COMPITI DA SVOLGERE:
(1) Secondo il brano sulle tasse degli studenti, chi non dovrebbe pagare nulla?
(2) Riscrivi in forma più breve il paragrafo del brano sulle tasse degli studenti che comincia con «Questo lo si potrebbe fare», mantenendone i fatti principali.
(3) Riprendi il brano sulle tasse degli studenti dal punto in cui si interrompe.

BLOCCO DI TESTO:

━━━━━━

Questo lo si potrebbe fare, da subito, con una piccola regola. In un contesto in cui l’istruzione, di ogni ordine e grado, deve rappresentare un costo certo e prevedibile per la comunità, da mettere in conto non come una spesa ma come un investimento per il futuro, gli studenti migliori, ricchi e poveri, non dovrebbero pagare nulla. Non si parla di pagare le tasse e poi restituirle se hai buoni risultati: si parla di non pagarle se i tuoi risultati dell’anno precedente sono buoni, oppure pagarle se peggiorano. Il fatto di essere bravo e meritevole non dipende dal ceto di provenienza, su questo spero saremo tutti d’accordo visto che facciamo tutti lo stesso lavoro. Avere papà ordinario serve sicuramente ai concorsi – e abbiamo insigni rettori che possono testimoniarlo con la loro stessa esistenza e quella della folta prole in cattedra – ma serve molto meno se durante un esame non sai un tubo e collezioni 18, 22, 24 come se fossero grandi traguardi. Misura rivoluzionaria?

━━━━━━

DATI FORNITI:
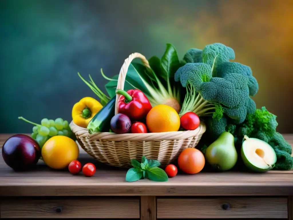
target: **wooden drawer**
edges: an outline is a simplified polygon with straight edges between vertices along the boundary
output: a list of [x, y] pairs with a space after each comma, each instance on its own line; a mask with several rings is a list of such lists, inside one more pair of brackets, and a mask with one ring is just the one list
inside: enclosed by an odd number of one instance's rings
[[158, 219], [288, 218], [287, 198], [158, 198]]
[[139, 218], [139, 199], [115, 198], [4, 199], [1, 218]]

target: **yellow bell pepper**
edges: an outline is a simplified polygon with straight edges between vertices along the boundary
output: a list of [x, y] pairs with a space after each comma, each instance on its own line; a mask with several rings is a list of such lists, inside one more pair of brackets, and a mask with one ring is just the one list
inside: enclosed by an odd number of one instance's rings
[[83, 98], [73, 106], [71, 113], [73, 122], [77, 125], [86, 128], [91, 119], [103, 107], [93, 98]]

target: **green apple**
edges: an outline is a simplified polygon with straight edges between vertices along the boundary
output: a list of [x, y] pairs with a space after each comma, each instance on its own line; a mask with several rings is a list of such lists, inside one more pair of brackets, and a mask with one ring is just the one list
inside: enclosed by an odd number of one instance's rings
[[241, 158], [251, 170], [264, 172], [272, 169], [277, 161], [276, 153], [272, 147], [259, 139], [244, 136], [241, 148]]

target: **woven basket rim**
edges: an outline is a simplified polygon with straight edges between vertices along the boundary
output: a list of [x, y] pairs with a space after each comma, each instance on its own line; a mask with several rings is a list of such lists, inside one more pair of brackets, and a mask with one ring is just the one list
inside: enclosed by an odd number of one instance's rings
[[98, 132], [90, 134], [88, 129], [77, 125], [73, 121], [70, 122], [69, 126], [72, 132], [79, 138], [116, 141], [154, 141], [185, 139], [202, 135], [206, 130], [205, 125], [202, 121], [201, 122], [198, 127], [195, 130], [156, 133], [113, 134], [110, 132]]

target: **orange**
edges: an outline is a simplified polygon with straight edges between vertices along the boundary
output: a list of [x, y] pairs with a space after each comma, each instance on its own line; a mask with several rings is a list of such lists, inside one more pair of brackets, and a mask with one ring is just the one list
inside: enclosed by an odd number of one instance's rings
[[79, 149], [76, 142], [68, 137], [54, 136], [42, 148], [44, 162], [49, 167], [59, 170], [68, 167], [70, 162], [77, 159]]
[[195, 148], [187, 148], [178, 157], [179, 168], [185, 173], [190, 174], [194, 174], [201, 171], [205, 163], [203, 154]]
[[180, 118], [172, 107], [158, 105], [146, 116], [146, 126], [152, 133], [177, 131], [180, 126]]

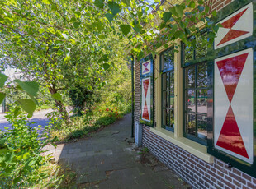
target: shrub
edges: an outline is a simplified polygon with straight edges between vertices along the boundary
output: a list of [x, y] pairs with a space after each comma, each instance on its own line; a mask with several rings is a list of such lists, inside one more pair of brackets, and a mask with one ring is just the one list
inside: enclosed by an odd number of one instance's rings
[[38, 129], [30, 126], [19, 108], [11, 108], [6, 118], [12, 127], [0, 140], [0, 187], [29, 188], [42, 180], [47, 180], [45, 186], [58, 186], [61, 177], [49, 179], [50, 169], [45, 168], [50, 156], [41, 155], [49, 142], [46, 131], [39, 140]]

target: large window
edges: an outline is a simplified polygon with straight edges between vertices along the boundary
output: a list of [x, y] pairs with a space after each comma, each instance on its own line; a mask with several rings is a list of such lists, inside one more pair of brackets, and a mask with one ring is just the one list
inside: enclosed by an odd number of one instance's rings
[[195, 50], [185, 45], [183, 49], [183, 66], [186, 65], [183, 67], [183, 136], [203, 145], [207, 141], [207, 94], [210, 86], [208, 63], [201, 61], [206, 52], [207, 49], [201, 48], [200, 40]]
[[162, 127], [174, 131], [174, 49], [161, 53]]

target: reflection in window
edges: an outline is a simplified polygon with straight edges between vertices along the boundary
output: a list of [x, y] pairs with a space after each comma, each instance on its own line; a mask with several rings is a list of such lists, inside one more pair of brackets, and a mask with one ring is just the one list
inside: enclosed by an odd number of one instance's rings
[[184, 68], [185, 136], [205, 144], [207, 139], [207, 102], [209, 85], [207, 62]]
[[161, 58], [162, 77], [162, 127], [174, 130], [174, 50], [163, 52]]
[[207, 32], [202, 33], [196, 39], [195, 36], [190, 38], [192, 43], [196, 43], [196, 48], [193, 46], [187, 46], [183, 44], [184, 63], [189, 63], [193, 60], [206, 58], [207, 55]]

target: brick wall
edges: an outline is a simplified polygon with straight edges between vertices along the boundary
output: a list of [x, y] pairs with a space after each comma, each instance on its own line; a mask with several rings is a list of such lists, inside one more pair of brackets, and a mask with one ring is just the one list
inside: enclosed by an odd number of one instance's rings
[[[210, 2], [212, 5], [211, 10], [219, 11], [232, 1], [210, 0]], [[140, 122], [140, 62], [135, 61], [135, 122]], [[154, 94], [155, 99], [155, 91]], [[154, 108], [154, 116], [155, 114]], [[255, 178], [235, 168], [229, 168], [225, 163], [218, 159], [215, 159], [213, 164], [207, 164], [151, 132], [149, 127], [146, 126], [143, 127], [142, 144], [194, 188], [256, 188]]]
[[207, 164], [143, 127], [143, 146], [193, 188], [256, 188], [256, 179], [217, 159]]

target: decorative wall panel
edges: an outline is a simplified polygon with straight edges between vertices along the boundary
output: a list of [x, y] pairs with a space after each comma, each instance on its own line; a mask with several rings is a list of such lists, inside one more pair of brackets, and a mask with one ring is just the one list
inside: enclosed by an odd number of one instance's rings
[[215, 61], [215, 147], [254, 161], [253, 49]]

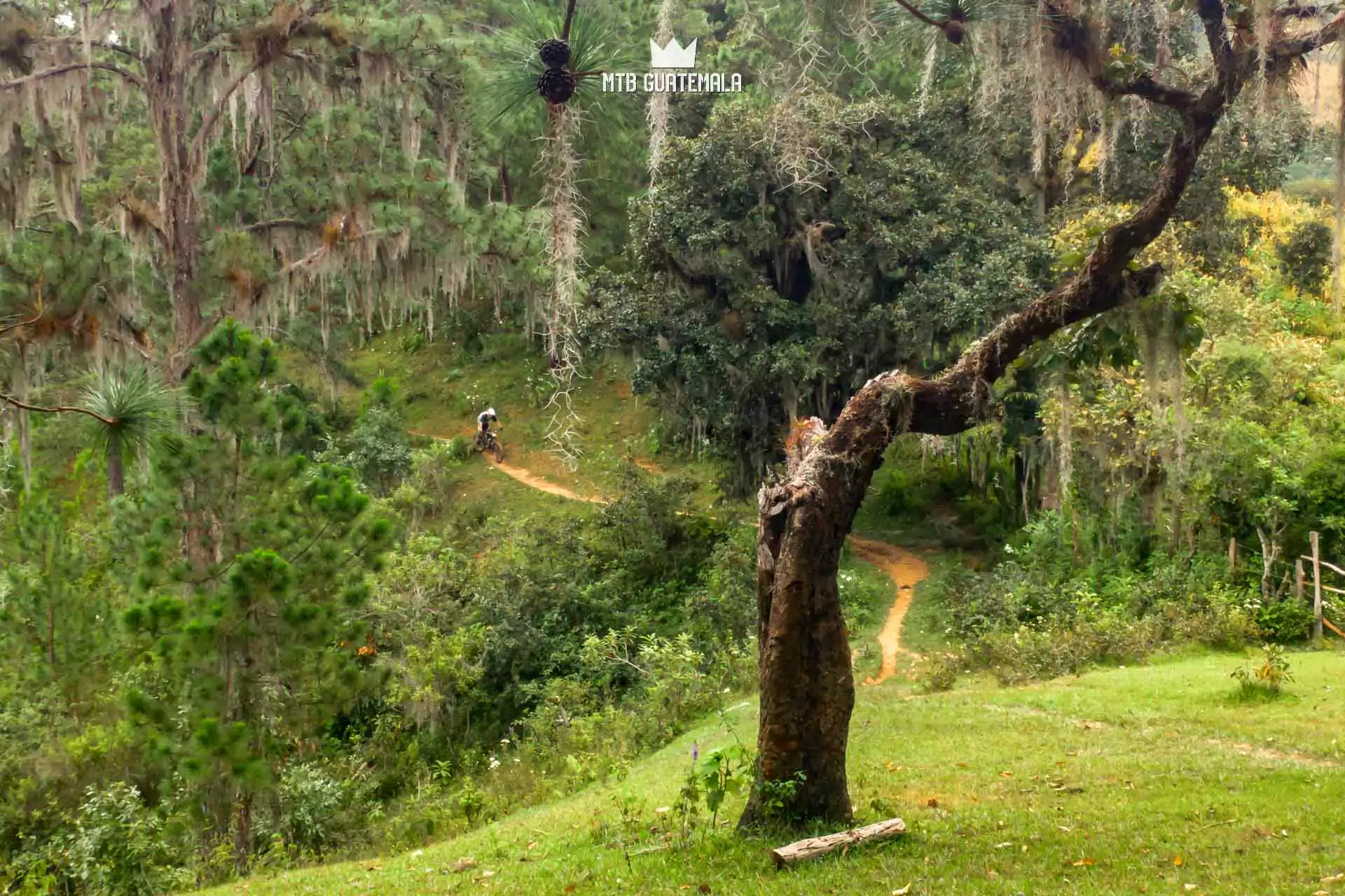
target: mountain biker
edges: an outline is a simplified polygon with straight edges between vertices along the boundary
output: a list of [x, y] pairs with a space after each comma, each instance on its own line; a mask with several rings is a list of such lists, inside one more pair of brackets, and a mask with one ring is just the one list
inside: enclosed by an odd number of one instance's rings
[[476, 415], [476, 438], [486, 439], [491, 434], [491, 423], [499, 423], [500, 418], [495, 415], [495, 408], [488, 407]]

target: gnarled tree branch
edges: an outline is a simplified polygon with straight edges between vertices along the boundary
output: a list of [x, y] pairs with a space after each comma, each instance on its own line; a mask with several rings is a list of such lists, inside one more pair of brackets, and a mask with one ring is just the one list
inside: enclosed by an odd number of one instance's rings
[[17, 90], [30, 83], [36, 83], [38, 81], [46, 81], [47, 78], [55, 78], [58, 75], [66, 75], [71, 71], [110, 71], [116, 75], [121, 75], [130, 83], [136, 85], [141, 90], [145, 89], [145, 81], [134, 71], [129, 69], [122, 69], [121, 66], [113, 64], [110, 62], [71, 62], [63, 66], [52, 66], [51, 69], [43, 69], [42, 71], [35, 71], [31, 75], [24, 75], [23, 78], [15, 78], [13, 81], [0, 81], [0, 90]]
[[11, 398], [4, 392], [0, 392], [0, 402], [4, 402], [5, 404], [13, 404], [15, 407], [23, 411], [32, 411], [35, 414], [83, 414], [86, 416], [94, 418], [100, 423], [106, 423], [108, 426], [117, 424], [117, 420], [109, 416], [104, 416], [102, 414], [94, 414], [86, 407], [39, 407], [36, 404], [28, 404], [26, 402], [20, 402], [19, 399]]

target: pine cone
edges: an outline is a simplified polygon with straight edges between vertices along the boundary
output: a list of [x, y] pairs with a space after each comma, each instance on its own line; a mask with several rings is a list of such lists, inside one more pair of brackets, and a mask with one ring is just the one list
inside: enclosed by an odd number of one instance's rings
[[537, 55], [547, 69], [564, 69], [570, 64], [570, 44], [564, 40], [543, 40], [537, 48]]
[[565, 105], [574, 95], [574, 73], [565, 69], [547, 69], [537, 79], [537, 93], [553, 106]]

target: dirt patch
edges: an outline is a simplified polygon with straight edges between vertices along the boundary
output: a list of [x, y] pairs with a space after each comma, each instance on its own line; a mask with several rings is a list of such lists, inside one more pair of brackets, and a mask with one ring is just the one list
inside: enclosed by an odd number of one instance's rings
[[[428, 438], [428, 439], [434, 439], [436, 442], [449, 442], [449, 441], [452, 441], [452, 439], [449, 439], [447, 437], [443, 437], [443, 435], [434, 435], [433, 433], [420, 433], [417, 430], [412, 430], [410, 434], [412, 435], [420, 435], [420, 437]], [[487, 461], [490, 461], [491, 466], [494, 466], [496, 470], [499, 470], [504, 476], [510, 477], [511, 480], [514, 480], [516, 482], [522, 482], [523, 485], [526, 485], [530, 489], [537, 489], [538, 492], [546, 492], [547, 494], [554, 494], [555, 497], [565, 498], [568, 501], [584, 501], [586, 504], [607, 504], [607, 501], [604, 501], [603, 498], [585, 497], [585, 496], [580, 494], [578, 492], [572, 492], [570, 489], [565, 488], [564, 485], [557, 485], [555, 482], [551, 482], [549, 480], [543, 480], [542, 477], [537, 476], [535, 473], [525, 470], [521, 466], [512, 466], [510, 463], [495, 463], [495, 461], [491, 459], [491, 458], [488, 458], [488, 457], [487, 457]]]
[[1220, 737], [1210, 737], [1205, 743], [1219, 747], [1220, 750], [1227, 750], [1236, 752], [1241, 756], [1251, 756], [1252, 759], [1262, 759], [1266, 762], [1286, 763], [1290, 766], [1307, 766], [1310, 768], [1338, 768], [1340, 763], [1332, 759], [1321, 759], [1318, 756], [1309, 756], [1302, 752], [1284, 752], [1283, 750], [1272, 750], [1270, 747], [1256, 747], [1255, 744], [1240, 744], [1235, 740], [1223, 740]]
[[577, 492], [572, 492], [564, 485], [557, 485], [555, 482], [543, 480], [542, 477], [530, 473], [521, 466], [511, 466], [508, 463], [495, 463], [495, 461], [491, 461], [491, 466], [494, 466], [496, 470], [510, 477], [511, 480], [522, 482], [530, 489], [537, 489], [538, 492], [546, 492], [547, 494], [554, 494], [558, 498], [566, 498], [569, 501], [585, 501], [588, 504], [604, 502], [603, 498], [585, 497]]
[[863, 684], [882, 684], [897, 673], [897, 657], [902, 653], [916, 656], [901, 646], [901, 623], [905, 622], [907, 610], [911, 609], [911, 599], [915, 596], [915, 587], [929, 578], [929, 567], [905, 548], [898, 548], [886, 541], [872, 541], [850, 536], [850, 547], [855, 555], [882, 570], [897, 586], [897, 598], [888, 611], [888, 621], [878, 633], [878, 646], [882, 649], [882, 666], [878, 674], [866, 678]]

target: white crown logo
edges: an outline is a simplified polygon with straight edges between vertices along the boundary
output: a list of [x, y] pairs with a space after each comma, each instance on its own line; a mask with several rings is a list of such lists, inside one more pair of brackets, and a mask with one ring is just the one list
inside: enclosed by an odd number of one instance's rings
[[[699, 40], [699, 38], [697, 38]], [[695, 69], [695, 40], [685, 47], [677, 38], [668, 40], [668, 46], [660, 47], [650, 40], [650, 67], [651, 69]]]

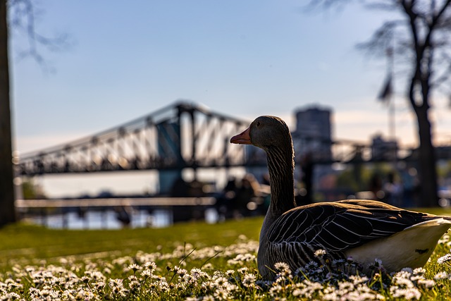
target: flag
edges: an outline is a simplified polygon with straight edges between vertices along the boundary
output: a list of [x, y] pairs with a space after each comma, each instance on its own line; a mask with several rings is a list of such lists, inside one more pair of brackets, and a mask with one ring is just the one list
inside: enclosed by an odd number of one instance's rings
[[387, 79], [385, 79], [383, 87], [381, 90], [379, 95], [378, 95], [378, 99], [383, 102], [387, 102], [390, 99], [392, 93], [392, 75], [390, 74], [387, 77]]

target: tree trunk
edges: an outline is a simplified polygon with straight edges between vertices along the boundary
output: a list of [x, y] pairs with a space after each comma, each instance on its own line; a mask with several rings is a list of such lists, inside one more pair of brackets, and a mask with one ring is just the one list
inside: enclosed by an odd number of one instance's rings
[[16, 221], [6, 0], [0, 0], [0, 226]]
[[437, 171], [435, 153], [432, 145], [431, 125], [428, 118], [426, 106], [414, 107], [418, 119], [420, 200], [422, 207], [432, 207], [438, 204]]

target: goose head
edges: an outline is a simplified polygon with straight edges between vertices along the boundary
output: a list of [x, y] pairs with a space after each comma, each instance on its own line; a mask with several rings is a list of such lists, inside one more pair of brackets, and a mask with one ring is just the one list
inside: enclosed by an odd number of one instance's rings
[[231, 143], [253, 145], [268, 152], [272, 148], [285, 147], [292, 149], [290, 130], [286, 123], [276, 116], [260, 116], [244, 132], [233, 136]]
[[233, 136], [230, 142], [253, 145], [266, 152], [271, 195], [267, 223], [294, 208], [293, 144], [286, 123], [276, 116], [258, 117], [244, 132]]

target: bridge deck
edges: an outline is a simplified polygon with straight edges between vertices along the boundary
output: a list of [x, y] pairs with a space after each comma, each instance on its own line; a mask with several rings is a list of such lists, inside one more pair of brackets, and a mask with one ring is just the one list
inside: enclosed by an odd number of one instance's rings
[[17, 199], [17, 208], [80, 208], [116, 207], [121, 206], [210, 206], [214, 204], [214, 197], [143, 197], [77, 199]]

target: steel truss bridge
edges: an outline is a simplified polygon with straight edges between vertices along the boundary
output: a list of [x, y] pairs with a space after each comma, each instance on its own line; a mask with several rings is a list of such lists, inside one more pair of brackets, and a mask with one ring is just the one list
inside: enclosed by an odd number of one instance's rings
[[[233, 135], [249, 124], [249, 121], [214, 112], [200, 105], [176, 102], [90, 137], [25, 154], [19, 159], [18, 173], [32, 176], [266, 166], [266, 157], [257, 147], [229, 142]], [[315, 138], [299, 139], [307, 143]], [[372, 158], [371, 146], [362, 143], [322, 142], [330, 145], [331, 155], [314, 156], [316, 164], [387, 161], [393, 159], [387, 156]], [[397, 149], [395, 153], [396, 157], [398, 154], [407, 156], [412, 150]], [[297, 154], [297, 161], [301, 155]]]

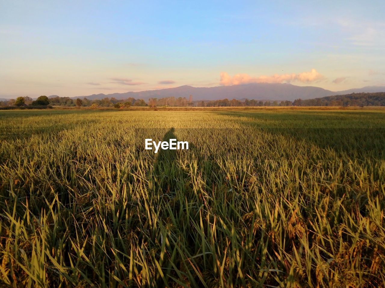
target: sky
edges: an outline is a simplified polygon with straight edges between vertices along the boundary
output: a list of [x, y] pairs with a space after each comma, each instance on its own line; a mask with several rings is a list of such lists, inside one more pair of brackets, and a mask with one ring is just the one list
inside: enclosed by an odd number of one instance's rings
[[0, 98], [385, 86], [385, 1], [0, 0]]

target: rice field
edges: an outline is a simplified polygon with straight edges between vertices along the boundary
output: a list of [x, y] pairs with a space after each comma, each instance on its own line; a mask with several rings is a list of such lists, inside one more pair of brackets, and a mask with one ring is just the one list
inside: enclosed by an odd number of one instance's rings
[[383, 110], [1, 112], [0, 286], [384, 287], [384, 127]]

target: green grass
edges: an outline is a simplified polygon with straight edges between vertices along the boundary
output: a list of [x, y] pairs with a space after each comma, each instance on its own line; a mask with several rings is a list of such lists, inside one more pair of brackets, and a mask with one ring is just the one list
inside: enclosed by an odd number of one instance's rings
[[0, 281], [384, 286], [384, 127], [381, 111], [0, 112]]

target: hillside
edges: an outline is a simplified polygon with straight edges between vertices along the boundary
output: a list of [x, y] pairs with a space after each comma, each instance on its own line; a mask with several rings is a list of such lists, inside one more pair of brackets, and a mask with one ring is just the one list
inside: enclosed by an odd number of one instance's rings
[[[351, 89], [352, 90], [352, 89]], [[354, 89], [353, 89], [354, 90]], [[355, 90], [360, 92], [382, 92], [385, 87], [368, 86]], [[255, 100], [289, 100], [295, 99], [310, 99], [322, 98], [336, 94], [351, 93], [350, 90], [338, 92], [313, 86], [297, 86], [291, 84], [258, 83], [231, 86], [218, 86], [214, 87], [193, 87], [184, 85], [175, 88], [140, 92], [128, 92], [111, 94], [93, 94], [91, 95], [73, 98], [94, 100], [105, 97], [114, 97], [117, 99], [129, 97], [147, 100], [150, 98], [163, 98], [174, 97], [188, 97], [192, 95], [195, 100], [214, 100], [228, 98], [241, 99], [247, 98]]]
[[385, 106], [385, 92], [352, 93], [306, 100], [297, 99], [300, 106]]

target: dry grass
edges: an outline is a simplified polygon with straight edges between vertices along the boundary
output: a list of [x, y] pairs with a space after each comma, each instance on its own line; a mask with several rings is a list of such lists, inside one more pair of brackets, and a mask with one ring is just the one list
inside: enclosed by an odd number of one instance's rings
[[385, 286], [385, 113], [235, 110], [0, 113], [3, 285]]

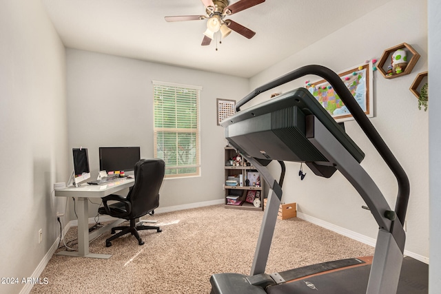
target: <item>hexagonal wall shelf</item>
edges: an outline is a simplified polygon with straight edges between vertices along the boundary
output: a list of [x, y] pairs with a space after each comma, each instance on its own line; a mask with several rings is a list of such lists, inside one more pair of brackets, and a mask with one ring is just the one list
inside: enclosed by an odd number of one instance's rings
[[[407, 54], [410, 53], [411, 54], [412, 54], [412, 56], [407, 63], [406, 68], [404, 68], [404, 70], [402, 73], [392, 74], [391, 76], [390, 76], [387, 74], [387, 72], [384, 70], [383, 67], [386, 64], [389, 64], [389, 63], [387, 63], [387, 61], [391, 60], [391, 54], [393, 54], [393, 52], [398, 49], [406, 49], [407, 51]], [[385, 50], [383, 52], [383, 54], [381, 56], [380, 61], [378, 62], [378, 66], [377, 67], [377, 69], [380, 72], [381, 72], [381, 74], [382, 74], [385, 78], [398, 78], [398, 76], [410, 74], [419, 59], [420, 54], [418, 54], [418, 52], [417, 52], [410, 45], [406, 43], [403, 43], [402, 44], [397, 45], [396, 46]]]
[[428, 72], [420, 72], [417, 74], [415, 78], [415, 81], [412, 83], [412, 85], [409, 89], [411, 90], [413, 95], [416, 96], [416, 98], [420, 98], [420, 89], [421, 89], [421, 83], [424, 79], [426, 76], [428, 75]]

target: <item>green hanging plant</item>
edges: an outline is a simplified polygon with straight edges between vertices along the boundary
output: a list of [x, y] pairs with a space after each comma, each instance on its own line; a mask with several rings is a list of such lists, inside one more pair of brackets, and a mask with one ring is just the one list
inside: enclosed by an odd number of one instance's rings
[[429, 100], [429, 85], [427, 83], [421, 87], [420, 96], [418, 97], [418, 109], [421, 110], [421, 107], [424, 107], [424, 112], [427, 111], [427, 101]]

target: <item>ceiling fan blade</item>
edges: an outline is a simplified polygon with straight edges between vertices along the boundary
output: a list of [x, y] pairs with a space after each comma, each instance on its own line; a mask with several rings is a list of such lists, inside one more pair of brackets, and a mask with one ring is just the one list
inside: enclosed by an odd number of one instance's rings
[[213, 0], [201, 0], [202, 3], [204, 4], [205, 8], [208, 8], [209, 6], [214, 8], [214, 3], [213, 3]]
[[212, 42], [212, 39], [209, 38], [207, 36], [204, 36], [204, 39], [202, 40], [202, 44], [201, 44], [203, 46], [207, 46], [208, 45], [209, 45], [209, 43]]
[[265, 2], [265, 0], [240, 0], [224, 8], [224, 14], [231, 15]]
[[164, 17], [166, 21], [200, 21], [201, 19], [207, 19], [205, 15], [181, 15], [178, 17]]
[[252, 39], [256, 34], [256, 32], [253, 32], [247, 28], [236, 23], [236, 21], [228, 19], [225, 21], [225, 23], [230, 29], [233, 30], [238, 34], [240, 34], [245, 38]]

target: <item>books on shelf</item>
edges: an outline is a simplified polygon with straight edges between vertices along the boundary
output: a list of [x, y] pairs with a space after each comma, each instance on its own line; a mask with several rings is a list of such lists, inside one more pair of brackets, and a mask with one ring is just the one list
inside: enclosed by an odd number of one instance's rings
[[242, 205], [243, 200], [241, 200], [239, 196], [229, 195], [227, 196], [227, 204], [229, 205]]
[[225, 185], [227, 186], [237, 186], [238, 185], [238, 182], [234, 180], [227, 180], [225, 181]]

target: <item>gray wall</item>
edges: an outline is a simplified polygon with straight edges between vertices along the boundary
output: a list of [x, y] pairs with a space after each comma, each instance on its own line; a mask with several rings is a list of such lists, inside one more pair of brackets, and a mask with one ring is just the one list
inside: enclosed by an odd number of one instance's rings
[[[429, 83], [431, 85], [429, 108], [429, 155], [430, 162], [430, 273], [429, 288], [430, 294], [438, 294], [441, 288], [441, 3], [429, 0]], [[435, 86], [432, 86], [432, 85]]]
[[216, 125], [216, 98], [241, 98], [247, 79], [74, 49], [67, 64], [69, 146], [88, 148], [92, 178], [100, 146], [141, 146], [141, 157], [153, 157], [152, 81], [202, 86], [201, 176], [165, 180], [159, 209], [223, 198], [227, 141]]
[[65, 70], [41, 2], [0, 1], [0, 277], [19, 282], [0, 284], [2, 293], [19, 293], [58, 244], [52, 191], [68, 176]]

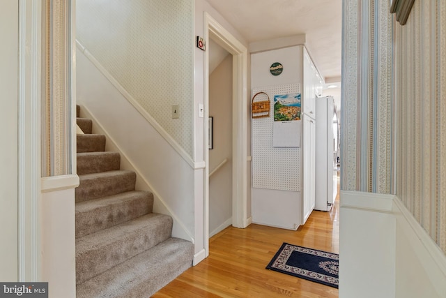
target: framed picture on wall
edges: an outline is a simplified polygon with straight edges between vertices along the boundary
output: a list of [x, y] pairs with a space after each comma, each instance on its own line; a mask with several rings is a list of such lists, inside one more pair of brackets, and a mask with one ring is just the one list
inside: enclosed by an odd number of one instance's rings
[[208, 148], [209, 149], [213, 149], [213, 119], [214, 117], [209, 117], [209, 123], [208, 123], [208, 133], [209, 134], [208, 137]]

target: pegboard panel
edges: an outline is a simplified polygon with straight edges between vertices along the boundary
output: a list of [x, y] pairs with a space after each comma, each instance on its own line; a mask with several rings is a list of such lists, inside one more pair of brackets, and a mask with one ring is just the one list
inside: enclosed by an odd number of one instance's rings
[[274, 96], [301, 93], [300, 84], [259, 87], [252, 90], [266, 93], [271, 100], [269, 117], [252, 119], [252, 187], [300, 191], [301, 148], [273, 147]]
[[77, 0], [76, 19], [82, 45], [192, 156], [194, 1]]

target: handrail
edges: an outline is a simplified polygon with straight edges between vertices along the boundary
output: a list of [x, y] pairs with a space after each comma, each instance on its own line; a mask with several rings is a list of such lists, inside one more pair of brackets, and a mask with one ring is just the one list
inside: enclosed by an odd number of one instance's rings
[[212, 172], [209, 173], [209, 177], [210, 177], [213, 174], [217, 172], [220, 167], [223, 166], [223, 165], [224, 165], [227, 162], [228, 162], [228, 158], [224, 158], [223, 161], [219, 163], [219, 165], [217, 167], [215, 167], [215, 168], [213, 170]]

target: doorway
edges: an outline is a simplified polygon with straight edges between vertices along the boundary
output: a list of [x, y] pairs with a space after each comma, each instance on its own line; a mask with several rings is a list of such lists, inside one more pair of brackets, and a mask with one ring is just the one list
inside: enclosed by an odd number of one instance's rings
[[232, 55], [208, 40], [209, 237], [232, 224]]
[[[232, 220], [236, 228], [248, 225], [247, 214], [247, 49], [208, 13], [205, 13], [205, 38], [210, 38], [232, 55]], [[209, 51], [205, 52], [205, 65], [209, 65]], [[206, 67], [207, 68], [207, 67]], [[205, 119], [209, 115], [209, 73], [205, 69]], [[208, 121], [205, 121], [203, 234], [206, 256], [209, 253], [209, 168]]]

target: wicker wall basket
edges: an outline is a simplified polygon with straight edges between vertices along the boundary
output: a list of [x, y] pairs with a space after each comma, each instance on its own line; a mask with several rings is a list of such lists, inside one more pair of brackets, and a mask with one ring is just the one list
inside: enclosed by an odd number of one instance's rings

━━━━━━

RISPOSTE FORNITE:
(1) Gli studenti migliori, ricchi e poveri.

(2) Una piccola regola si potrebbe applicare subito. L'istruzione va considerata un costo certo e prevedibile per la comunità e un investimento per il futuro, non una spesa. Per questo gli studenti migliori, ricchi o poveri, non dovrebbero pagare nulla. Non si tratta di pagare le tasse e riaverle indietro con buoni risultati: chi ha avuto buoni risultati l'anno precedente non le paga, e le paga se i risultati peggiorano. Il merito non dipende dal ceto di provenienza. Avere un padre ordinario aiuta nei concorsi, ma serve poco a un esame se non si sa nulla e si collezionano 18, 22, 24.

(3)
In Toscana, nel secolo scorso, anno di grazia 1984, esisteva una norma che esentava dal pagamento delle tasse universitarie lo studente che, dopo il primo anno (in quello pagavano tutti le loro 150.000 lire annue) esentava dal pagamento delle tasse gli studenti in corso con una media pari a 28/30. Se ricordo bene non eravamo in pochi a goderne i benefici. Gli altri pagavano tasse moderate. I parametri reddituali erano valutati solo se chiedevi un posto letto. Ancora oggi, a distanza di anni, non riesco a pensare un motivo per cassare tale soluzione come incivile, non egualitaria, impraticabile.

Certo, con il governo che taglia di preferenza l’Università e la scuola come costi insopportabili, come mangiatoie di fannulloni e come pericolosi e incomprensibili covi di dissidenti, è una misura inapplicabile. È in un contesto di incomprensibile mollezza e acquiescenza per un’operazione di dimagrimento del settore dell’istruzione e della ricerca che possono nascere le proposte fatte dagli Ichino: più tasse per tutti, ai poveri anche un bel prestito (così si abituano). Chiamarlo «d’onore» non vambia molto la specie della cosa, sempre debito è.

Esiste invece un’altra strada, quello di rivendicare con orgoglio il fatto che l’Università e la scuola sono un costo sociale insopprimibile e fondamentale; strutture nelle quali i docenti devono essere motivati, sottoposti a valutazione e a rigidi controlli di qualità, ma alle quali gli studenti devono poter accedere pagando un costo ragionevole e venendo esentati completamente se danno prova di essere un investimento che vale: «capaci e meritevoli».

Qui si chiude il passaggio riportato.